What to do:
Every entry that follows is to be duplicated exactly.

Extracted records:
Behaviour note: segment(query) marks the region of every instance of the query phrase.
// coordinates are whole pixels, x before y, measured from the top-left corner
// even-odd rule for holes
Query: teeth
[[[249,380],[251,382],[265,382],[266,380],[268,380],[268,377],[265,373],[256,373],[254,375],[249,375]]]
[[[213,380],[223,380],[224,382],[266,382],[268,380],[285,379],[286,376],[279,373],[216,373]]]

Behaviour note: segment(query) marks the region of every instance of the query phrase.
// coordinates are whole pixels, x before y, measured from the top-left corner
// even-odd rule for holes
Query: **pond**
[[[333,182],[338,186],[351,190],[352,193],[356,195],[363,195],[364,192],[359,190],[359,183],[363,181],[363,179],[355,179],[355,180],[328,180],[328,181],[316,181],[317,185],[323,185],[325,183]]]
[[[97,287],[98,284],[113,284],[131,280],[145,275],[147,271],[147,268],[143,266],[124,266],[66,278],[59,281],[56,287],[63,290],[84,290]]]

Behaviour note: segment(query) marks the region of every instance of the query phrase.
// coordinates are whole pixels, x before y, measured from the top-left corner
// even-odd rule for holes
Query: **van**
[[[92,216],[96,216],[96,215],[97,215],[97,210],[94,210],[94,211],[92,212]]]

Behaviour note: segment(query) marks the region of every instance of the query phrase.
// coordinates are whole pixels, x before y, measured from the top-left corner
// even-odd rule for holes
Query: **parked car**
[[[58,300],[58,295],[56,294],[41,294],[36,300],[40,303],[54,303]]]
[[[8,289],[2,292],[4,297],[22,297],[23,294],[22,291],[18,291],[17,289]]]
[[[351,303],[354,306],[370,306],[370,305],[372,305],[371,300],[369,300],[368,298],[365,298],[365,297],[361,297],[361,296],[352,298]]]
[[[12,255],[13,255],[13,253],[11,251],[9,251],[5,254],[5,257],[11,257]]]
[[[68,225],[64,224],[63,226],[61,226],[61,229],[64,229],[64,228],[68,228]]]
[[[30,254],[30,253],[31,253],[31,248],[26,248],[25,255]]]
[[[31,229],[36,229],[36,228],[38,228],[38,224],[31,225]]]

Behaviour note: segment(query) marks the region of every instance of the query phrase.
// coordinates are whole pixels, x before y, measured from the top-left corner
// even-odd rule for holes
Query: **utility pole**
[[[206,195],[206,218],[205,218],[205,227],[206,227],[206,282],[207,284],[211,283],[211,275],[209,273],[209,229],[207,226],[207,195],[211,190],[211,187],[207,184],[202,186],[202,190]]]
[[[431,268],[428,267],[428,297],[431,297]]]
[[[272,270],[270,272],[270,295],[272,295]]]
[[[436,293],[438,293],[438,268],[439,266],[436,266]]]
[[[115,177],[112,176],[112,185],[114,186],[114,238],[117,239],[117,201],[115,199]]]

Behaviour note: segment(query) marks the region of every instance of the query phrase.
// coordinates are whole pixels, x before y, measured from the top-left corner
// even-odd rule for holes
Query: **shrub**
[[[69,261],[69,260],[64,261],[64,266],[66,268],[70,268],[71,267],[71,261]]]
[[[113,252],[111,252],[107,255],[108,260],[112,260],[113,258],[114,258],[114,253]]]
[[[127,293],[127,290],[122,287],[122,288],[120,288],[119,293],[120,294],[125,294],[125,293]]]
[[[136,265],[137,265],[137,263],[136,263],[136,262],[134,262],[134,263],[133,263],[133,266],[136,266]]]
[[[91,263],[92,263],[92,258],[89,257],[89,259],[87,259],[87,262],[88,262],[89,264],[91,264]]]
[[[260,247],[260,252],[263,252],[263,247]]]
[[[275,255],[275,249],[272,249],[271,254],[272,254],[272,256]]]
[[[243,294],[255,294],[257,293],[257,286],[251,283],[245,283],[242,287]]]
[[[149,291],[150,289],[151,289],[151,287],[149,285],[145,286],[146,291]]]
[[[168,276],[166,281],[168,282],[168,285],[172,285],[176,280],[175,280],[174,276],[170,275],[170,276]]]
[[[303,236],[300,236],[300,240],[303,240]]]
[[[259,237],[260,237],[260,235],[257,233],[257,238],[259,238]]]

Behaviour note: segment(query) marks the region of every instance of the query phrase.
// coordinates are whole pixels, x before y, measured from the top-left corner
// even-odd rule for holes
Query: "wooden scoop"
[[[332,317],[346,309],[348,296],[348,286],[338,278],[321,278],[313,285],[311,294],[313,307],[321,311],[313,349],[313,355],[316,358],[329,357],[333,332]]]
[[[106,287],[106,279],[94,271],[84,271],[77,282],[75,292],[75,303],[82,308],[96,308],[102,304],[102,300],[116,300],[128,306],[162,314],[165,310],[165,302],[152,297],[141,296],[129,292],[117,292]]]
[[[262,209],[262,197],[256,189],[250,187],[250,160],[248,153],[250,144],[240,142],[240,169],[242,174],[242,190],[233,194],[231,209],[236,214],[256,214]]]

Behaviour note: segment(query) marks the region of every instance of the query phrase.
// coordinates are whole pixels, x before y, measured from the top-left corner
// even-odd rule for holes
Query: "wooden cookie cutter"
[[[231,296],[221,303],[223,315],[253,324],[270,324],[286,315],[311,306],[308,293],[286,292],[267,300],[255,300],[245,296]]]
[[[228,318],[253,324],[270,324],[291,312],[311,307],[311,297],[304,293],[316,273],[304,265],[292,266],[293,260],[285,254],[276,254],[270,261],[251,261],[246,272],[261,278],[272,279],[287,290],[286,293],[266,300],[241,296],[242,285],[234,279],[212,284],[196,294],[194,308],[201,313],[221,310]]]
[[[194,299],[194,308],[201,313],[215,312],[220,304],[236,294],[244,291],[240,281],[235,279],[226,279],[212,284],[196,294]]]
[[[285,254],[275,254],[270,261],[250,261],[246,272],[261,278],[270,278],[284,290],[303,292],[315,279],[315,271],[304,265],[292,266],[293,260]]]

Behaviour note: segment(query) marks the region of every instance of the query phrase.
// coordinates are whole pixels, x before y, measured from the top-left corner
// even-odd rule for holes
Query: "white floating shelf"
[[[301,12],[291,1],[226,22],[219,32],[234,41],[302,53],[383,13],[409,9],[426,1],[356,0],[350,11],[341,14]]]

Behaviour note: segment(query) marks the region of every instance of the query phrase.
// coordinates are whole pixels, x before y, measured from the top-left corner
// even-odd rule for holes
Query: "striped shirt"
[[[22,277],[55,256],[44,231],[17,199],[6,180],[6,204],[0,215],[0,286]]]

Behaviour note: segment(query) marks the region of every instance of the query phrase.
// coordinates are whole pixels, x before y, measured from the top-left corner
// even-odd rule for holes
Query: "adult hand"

Answer for this exercise:
Behaviour note: segment(query) marks the region of every instance of the query phrase.
// coordinates are whole pixels, x before y, measured from the top-left corner
// even-odd rule for holes
Query: teeth
[[[249,380],[251,382],[265,382],[266,380],[268,380],[268,377],[265,373],[256,373],[254,375],[249,375]]]
[[[213,380],[223,380],[224,382],[266,382],[268,380],[285,379],[286,376],[279,373],[216,373]]]

Behaviour note: segment(query) marks the region of every instance of the query phrase.
// coordinates are whole pixels, x before y, measured from the top-left corner
// even-odd rule for holes
Query: **pond**
[[[333,182],[338,186],[351,190],[352,193],[356,195],[363,195],[364,192],[359,190],[359,183],[363,181],[363,179],[355,179],[355,180],[328,180],[328,181],[316,181],[317,185],[323,185],[325,183]]]
[[[97,287],[98,284],[113,284],[131,280],[145,275],[147,271],[147,268],[143,266],[124,266],[66,278],[59,281],[56,287],[63,290],[84,290]]]

Behaviour note: segment(query) marks the region of every instance of the query phrase.
// coordinates are whole pixels, x before y, measured from the top-left corner
// even-odd rule for holes
Query: **van**
[[[92,216],[96,216],[96,215],[97,215],[97,210],[94,210],[94,211],[92,212]]]

Behaviour note: segment(query) marks the region of every instance of the query phrase.
// coordinates are whole pixels, x before y, measured from the top-left corner
// even-odd rule for holes
Query: **parked car**
[[[58,300],[58,295],[56,294],[41,294],[36,300],[40,303],[54,303]]]
[[[8,289],[2,292],[4,297],[22,297],[23,294],[22,291],[18,291],[17,289]]]
[[[351,303],[354,306],[370,306],[370,305],[372,305],[371,300],[369,300],[368,298],[365,298],[365,297],[361,297],[361,296],[352,298]]]
[[[12,255],[13,255],[13,253],[11,251],[9,251],[5,254],[5,257],[11,257]]]
[[[68,225],[64,224],[63,226],[61,226],[61,229],[64,229],[64,228],[68,228]]]
[[[30,254],[30,253],[31,253],[31,248],[26,248],[25,255]]]
[[[31,229],[36,229],[36,228],[38,228],[38,224],[31,225]]]

Behaviour note: segment(query) marks the region of every instance of the query phrase.
// coordinates are whole pixels, x before y, measured from the top-left corner
// even-odd rule for holes
Query: **utility pole**
[[[206,195],[206,218],[205,218],[205,227],[206,227],[206,282],[207,284],[211,283],[211,275],[209,273],[209,229],[207,226],[207,195],[211,190],[211,187],[207,184],[202,186],[202,190]]]
[[[431,268],[428,267],[428,297],[431,297]]]
[[[272,270],[270,272],[270,295],[272,295]]]
[[[436,293],[438,293],[438,268],[439,266],[436,266]]]
[[[115,177],[112,176],[112,185],[114,186],[114,238],[117,239],[117,201],[115,199]]]

Behaviour note: segment(query) marks the region of every instance of the query phrase.
// coordinates are whole pixels, x before y, measured from the top-left corner
// even-odd rule for holes
Query: **shrub**
[[[69,261],[69,260],[64,261],[64,266],[66,268],[70,268],[71,267],[71,261]]]
[[[113,252],[111,252],[107,255],[108,260],[112,260],[113,258],[114,258],[114,253]]]
[[[127,293],[127,290],[122,287],[122,288],[120,288],[119,293],[120,294],[125,294],[125,293]]]
[[[136,265],[137,265],[137,263],[136,263],[136,262],[134,262],[134,263],[133,263],[133,266],[136,266]]]
[[[91,263],[92,263],[92,258],[89,257],[89,259],[87,259],[87,262],[88,262],[89,264],[91,264]]]
[[[260,247],[260,252],[263,252],[263,247]]]
[[[275,255],[275,249],[272,249],[271,254],[272,254],[272,256]]]
[[[243,294],[255,294],[257,293],[257,286],[251,283],[245,283],[242,287]]]
[[[149,291],[150,289],[151,289],[151,287],[149,285],[145,286],[146,291]]]
[[[168,276],[166,281],[168,282],[168,285],[172,285],[176,280],[175,280],[174,276],[170,275],[170,276]]]
[[[303,236],[300,236],[300,240],[303,240]]]
[[[259,237],[260,237],[260,235],[257,233],[257,238],[259,238]]]

Behaviour note: segment(query) marks the region of every instance of the query phrase.
// coordinates are whole pixels, x before y, measured from the top-left corner
// even-odd rule for holes
Query: "wooden scoop"
[[[332,317],[346,309],[348,296],[348,286],[338,278],[321,278],[313,285],[311,294],[313,307],[321,311],[313,349],[313,355],[316,358],[329,357],[333,332]]]
[[[106,287],[106,279],[94,271],[84,271],[77,282],[75,292],[75,303],[82,308],[96,308],[102,304],[102,300],[116,300],[128,306],[162,314],[165,310],[165,302],[152,297],[141,296],[129,292],[117,292]]]
[[[262,209],[262,197],[256,189],[250,187],[250,160],[248,153],[250,144],[240,142],[240,169],[242,174],[242,190],[233,194],[231,209],[236,214],[256,214]]]

Behaviour note: segment(query) marks the region of every instance of the query phrase.
// coordinates are whole pixels, x before y, measured from the top-left corner
// even-odd rule for holes
Query: "wooden cookie cutter"
[[[231,296],[221,303],[223,315],[253,324],[270,324],[286,315],[311,306],[308,293],[286,292],[267,300],[255,300],[245,296]]]
[[[228,318],[253,324],[270,324],[291,312],[311,307],[311,297],[304,293],[316,273],[304,265],[292,266],[293,260],[285,254],[276,254],[270,261],[251,261],[246,272],[261,278],[272,279],[287,290],[286,293],[266,300],[241,296],[242,285],[234,279],[212,284],[196,294],[194,308],[201,313],[221,310]]]
[[[194,299],[194,308],[201,313],[215,312],[220,304],[236,294],[244,291],[240,281],[235,279],[226,279],[212,284],[196,294]]]
[[[285,254],[275,254],[270,261],[250,261],[246,272],[261,278],[270,278],[284,290],[303,292],[315,279],[315,271],[304,265],[292,266],[293,260]]]

Behaviour note: segment(query) marks the region of every instance of the query phrase.
// coordinates are whole pixels, x before y, measured from the top-left corner
// even-odd rule for holes
Query: "white floating shelf"
[[[301,12],[291,1],[226,22],[219,32],[234,41],[302,53],[383,13],[409,9],[426,1],[356,0],[350,11],[341,14]]]

Behaviour note: segment(query) marks the region of every instance of the query phrase.
// coordinates are whole pixels, x before y, measured from the top-left corner
// even-odd rule for holes
Query: "striped shirt"
[[[22,277],[55,256],[44,231],[17,199],[6,180],[6,204],[0,215],[0,286]]]

Behaviour note: segment(query) marks the region of every instance of the query phrase.
// coordinates are whole pixels, x before y, measured from the top-left corner
// even-odd rule for holes
Query: "adult hand"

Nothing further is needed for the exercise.